**Stored items**

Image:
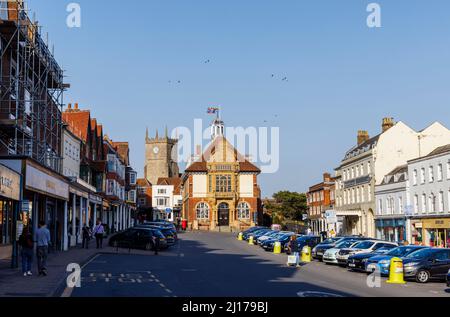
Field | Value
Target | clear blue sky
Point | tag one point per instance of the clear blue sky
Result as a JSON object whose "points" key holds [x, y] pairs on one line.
{"points": [[342, 75]]}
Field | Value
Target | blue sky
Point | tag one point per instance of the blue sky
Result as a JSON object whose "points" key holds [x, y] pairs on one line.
{"points": [[342, 76]]}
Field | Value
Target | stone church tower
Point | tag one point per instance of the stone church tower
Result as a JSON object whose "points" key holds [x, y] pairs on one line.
{"points": [[160, 157]]}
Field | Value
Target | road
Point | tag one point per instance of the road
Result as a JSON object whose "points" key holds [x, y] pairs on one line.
{"points": [[217, 265]]}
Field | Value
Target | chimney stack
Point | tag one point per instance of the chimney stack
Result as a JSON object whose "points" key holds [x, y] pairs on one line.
{"points": [[363, 136], [387, 124]]}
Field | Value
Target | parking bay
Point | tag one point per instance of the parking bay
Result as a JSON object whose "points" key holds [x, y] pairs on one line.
{"points": [[216, 264]]}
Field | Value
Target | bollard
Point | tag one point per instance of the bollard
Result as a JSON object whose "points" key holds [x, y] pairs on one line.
{"points": [[306, 254], [277, 248], [396, 272]]}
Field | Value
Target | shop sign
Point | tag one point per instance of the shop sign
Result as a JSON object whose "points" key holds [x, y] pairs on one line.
{"points": [[43, 182], [9, 183], [25, 206], [436, 223]]}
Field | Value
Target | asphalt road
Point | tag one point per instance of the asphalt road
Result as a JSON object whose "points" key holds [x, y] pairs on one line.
{"points": [[217, 265]]}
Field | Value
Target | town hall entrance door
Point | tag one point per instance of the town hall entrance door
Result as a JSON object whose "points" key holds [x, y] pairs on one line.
{"points": [[224, 214]]}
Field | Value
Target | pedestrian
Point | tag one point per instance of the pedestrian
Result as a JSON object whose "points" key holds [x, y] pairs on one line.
{"points": [[99, 232], [86, 235], [26, 244], [294, 249], [42, 238], [156, 244]]}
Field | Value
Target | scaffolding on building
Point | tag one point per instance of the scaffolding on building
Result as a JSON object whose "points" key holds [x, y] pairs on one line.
{"points": [[31, 89]]}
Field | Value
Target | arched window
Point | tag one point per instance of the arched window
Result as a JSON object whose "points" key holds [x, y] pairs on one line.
{"points": [[243, 210], [202, 211]]}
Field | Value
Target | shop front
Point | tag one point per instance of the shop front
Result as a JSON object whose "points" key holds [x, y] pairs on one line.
{"points": [[391, 229], [433, 232], [10, 218]]}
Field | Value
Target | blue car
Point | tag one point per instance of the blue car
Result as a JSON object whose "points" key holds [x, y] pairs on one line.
{"points": [[384, 261], [283, 238]]}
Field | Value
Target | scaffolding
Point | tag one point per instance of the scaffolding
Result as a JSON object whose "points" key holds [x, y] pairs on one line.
{"points": [[31, 89]]}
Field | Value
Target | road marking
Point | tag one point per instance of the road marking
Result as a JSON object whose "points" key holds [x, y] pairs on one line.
{"points": [[68, 290]]}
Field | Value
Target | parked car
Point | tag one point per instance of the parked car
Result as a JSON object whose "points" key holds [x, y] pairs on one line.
{"points": [[138, 238], [384, 261], [427, 264], [283, 237], [266, 236], [330, 255], [357, 262], [303, 241], [319, 250], [169, 234], [250, 230], [366, 246], [261, 231]]}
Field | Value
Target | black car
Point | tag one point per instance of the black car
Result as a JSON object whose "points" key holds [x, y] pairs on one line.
{"points": [[304, 241], [250, 230], [319, 250], [358, 262], [168, 233], [427, 264], [138, 238]]}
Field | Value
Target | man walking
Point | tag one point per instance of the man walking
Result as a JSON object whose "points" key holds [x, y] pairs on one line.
{"points": [[99, 232], [43, 241]]}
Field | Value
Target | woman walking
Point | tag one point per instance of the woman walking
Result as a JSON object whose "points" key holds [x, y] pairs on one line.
{"points": [[26, 243]]}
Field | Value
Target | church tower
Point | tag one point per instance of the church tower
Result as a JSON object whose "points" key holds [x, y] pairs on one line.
{"points": [[160, 157]]}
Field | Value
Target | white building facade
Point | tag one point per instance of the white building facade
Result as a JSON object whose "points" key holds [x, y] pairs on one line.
{"points": [[392, 213], [430, 198], [365, 166]]}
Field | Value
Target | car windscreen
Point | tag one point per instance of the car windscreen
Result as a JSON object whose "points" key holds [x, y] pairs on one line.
{"points": [[420, 254], [345, 244], [402, 251], [363, 245]]}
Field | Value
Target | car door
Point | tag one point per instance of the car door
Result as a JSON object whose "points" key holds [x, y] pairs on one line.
{"points": [[440, 264]]}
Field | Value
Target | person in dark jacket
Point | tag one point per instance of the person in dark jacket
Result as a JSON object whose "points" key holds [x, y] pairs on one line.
{"points": [[26, 251], [86, 234]]}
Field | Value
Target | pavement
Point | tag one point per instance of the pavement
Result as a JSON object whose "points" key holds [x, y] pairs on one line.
{"points": [[217, 265], [14, 284]]}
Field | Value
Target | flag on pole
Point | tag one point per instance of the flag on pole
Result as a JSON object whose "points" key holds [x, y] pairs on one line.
{"points": [[213, 110]]}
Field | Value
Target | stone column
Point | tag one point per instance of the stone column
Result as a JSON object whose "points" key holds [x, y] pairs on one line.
{"points": [[65, 233]]}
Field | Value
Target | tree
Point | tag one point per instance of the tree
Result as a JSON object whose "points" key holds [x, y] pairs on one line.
{"points": [[290, 205]]}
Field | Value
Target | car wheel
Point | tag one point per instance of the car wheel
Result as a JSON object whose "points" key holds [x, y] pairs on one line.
{"points": [[422, 276]]}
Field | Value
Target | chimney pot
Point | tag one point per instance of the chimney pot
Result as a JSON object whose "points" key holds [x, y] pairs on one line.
{"points": [[387, 124], [363, 136]]}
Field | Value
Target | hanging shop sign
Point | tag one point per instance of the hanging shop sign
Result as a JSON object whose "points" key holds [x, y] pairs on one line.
{"points": [[9, 183], [37, 180]]}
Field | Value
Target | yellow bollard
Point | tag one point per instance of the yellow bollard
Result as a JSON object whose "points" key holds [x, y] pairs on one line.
{"points": [[396, 272], [277, 248], [306, 254]]}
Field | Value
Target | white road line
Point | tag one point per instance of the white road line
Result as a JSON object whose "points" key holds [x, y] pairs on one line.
{"points": [[68, 290]]}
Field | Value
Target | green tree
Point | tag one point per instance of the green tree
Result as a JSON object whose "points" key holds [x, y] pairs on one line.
{"points": [[290, 205]]}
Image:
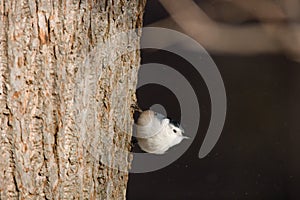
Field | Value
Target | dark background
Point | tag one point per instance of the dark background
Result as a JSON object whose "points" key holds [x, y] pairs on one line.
{"points": [[256, 156]]}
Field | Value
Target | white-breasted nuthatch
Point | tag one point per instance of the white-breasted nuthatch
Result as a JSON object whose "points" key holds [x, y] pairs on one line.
{"points": [[156, 133]]}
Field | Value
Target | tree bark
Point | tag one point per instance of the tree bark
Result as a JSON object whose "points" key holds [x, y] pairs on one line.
{"points": [[66, 87]]}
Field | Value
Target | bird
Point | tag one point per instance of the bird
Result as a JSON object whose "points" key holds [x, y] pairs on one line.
{"points": [[157, 133]]}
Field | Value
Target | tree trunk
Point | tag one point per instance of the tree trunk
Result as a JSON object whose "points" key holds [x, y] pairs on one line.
{"points": [[66, 87]]}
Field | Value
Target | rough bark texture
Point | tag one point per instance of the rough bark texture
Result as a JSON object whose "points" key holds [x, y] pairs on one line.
{"points": [[66, 88]]}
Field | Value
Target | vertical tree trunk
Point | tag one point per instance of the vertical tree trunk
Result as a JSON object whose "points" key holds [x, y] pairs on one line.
{"points": [[66, 88]]}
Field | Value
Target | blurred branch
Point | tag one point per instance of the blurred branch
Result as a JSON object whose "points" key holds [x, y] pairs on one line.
{"points": [[272, 35]]}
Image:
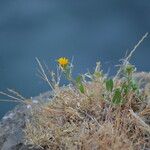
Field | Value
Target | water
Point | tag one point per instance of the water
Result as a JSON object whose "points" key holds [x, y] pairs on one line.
{"points": [[88, 30]]}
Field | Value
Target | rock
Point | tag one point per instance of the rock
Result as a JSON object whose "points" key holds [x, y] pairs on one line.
{"points": [[13, 123]]}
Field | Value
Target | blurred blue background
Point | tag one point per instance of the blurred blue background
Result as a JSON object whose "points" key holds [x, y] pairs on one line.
{"points": [[89, 30]]}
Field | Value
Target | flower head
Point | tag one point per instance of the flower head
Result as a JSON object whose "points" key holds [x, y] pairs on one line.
{"points": [[63, 62]]}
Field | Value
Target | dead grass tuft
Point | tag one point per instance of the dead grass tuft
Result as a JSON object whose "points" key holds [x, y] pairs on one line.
{"points": [[73, 120]]}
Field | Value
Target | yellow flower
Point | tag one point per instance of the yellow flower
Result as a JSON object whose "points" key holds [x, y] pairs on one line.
{"points": [[63, 62]]}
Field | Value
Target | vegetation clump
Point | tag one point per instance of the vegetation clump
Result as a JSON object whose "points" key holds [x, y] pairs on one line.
{"points": [[92, 112]]}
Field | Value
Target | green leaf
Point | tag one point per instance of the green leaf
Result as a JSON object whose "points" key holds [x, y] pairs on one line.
{"points": [[109, 85], [117, 98], [79, 84], [79, 79], [81, 88]]}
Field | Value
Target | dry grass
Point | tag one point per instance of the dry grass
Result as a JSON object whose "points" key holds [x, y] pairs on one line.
{"points": [[87, 121], [82, 116]]}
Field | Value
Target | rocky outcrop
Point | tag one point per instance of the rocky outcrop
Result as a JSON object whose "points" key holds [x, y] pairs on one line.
{"points": [[13, 123]]}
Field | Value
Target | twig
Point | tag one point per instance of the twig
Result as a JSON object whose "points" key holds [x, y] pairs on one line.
{"points": [[126, 60]]}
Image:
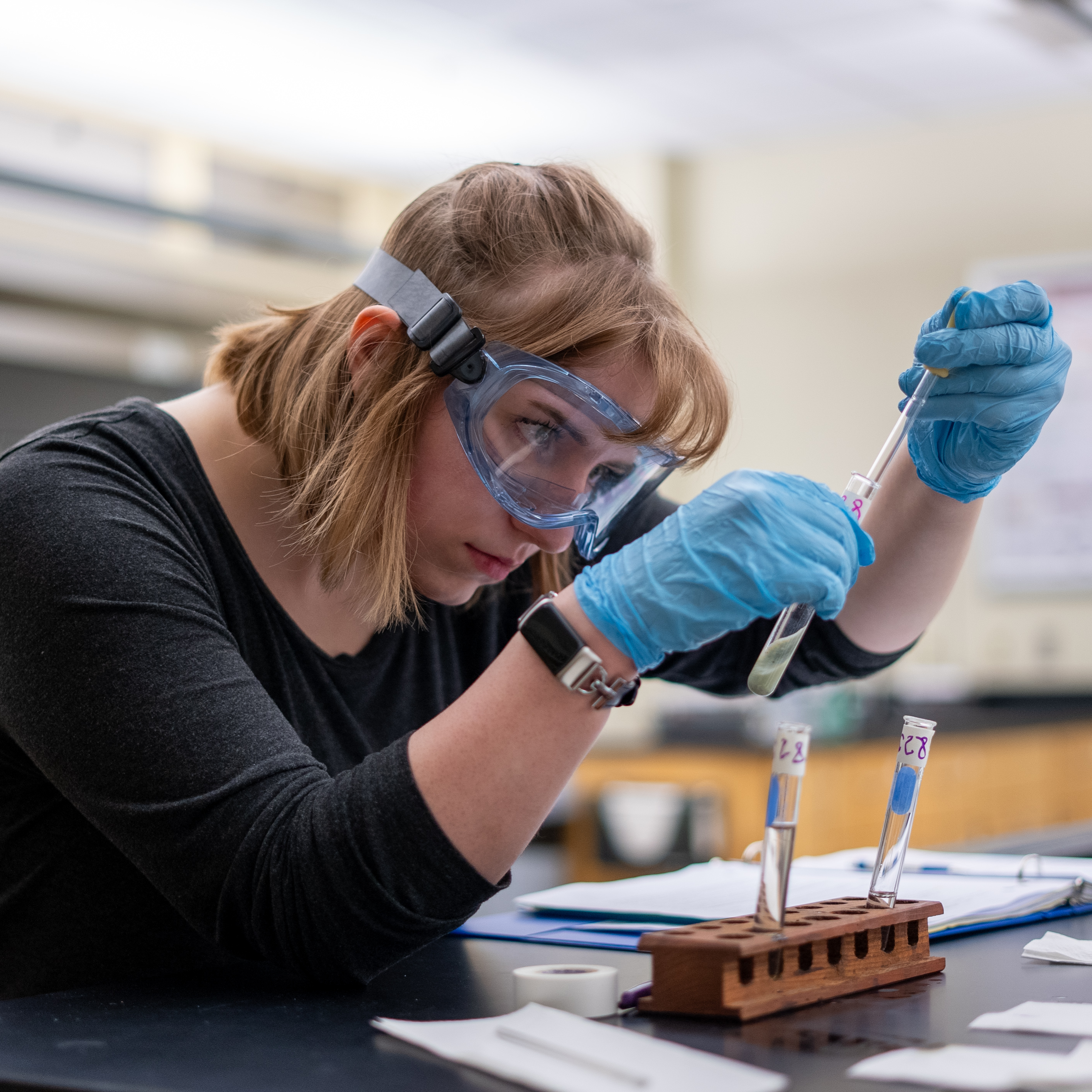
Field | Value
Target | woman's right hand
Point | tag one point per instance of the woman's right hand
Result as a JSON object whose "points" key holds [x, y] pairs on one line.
{"points": [[745, 549]]}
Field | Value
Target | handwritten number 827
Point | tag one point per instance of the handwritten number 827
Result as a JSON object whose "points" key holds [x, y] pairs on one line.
{"points": [[798, 751], [909, 746]]}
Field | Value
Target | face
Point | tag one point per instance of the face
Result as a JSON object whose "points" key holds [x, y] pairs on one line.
{"points": [[464, 540]]}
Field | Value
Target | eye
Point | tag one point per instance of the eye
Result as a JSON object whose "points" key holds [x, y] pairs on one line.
{"points": [[606, 477], [538, 434]]}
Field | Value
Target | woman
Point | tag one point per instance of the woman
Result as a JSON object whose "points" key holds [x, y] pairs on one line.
{"points": [[262, 693]]}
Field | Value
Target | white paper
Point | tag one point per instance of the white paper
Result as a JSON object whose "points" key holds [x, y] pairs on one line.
{"points": [[980, 1068], [730, 888], [559, 1052], [1056, 948], [960, 864], [1048, 1018]]}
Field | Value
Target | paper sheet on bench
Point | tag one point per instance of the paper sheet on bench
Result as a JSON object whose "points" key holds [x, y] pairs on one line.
{"points": [[1045, 1018], [616, 1058], [980, 1068], [730, 888]]}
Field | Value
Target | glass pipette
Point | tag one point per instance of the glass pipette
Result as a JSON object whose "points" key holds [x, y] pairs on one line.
{"points": [[909, 768], [782, 807], [792, 623]]}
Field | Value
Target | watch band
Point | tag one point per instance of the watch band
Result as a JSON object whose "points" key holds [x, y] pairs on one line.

**WHAT IS NEEDED**
Return every line of the stored items above that contains the string "face".

**SOLUTION TO THIS TASK**
Target | face
Point | tag one point per instance of the face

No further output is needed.